═════ DATA TO EXAMINE ═════

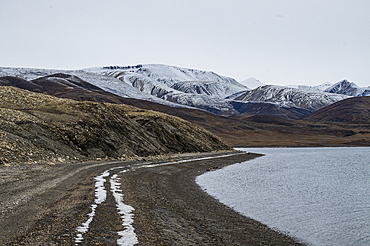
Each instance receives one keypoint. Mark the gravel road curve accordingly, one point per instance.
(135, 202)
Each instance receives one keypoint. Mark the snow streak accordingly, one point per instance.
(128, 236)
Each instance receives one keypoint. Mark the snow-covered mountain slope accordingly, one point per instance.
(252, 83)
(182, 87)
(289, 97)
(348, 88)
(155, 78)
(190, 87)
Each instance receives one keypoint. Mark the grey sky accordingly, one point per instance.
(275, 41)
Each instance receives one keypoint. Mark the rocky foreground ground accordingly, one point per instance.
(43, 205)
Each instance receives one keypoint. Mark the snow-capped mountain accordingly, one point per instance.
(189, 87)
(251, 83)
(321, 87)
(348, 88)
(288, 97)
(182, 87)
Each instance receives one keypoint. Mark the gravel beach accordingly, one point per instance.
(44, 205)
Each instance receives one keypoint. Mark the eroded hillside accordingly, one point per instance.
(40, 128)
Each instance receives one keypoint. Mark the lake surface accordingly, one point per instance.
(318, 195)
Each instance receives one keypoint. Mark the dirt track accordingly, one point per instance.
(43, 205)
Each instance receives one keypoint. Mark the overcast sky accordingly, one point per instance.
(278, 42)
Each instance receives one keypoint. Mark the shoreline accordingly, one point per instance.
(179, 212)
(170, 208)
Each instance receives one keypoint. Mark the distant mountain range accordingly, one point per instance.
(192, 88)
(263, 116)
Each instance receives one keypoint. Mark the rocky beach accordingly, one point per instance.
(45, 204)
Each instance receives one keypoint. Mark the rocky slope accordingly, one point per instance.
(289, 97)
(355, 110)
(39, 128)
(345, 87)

═════
═════ DATA TO EXAMINE ═════

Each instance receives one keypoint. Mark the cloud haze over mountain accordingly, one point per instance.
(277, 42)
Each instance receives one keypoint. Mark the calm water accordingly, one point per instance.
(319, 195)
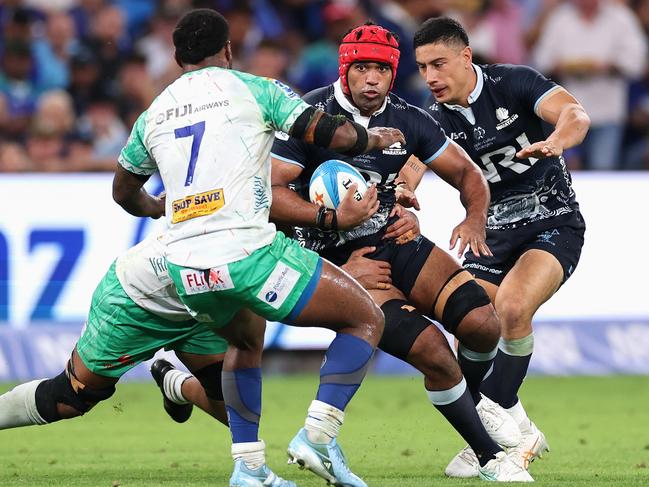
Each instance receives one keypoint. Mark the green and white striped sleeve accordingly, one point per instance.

═════

> [EXERCISE GOAL] Find the line with "Each instance receives one keypoint. Mark the cloud" and the line with "Each instance receives one keypoint. Mark the green" in the records above. Copy both and all lines between them exactly, without pictures.

> [RESPONSE TO THIS TASK]
Each instance receives one keypoint. Mark the cloud haze over mountain accordingly, one point per instance.
(277, 42)
Each instance receives one keypoint. Mark the calm water accordingly, one point per instance.
(319, 195)
Each instance receives one keypoint. Mark the green and white striped sleeve accordingly, one point per instance.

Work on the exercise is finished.